* Assignment
Please copy the records below word for word, leaving out the pictures.

(Data to process begins)

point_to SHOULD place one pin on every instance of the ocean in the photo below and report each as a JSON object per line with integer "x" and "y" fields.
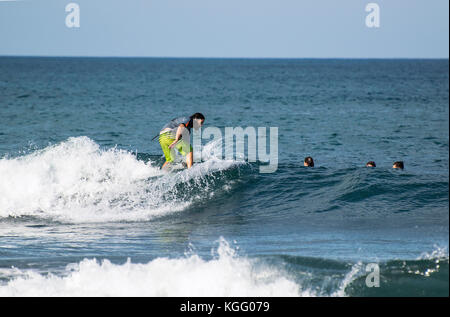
{"x": 85, "y": 209}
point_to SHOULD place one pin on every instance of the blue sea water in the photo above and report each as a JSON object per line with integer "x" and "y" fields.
{"x": 86, "y": 211}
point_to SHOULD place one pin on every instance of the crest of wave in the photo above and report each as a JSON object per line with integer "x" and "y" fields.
{"x": 225, "y": 275}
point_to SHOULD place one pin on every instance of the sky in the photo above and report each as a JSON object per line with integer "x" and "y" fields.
{"x": 226, "y": 28}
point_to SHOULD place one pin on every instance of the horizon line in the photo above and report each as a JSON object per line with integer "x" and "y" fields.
{"x": 209, "y": 57}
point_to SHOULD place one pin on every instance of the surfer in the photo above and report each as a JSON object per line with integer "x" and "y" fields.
{"x": 176, "y": 134}
{"x": 398, "y": 164}
{"x": 308, "y": 161}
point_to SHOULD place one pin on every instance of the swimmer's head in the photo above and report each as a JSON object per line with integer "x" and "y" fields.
{"x": 308, "y": 161}
{"x": 197, "y": 120}
{"x": 398, "y": 164}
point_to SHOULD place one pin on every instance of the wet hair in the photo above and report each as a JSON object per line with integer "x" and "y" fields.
{"x": 198, "y": 115}
{"x": 309, "y": 161}
{"x": 398, "y": 164}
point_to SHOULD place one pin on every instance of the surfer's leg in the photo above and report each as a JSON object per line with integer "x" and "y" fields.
{"x": 165, "y": 141}
{"x": 186, "y": 150}
{"x": 189, "y": 159}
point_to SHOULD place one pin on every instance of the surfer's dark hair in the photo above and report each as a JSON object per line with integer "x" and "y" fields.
{"x": 309, "y": 161}
{"x": 399, "y": 164}
{"x": 198, "y": 115}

(Data to process ends)

* Worked solution
point_to SHOULD place one pin on every instance of the ocean in the photo below and report each as a JSON object per line with integer "x" and "y" fields.
{"x": 85, "y": 209}
point_to SHOULD place one pin on every instance of the blue sea water in the photo above and report each as a JSON object per line with integer "x" and "y" fields.
{"x": 86, "y": 211}
point_to SHOULD place one pin on every instance of the crest of wave in the photo above and report each as a JSON object per line with integer "x" and "y" fields.
{"x": 225, "y": 275}
point_to SHOULD place one pin on every instance of the sky in the photo above and report each as a JSON object per line with integer "x" and "y" fields.
{"x": 226, "y": 28}
point_to SHOULD place one pin on every instance of the horizon line in the photo above and report each as a JSON object per line with integer "x" and "y" fields.
{"x": 209, "y": 57}
point_to SHOULD place one pin on every instance of the surfer in the photo above and report each as a JSON object per line with integer "x" and "y" fields.
{"x": 176, "y": 134}
{"x": 398, "y": 164}
{"x": 308, "y": 161}
point_to SHOULD place one pin on every instance of the swimmer's head in the photo above and report each as a JSON object per line with integer "x" and "y" fields.
{"x": 308, "y": 161}
{"x": 197, "y": 120}
{"x": 398, "y": 164}
point_to SHOULD place one pin on every instance of the wet hair in the photo above and report each as a JSON object per line with integer "x" and "y" fields.
{"x": 198, "y": 115}
{"x": 309, "y": 161}
{"x": 398, "y": 164}
point_to SHOULD place one pin on every instance of the surfer's leg in the photo above and report each as a JSON object per line with integer "x" and "y" fields.
{"x": 165, "y": 141}
{"x": 186, "y": 150}
{"x": 189, "y": 159}
point_to SHOULD place one pin on every instance of the surfer's dark hair in the photo above and report each as a JSON object per line with integer "x" and "y" fields.
{"x": 309, "y": 161}
{"x": 399, "y": 164}
{"x": 198, "y": 115}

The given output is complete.